AIM OF THE TASK: From the entries below, gather every line containing the string "instance".

Collected data entries:
********
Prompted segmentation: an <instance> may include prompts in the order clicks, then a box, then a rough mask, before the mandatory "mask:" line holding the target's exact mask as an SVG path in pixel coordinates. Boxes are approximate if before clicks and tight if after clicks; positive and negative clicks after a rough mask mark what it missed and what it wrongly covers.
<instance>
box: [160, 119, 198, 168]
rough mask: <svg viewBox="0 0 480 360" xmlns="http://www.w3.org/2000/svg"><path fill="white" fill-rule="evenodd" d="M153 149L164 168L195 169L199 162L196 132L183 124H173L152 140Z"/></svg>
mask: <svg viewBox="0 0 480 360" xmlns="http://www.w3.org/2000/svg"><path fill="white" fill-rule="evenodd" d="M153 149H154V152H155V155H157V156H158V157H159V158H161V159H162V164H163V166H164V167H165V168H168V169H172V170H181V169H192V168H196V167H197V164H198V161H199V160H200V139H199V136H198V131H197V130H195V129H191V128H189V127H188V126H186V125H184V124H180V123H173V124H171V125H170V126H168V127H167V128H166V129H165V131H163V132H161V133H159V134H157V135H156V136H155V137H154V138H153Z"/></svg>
********
WRITTEN SOLUTION:
Prompted segmentation: an <instance> may include prompts in the order clicks, then a box, then a rough mask, before the mandatory "mask:" line holding the target's exact mask as an SVG path in pixel coordinates. Boxes are approximate if before clicks and tight if after clicks; positive and negative clicks after a rough mask mark what it missed and what it wrongly covers.
<instance>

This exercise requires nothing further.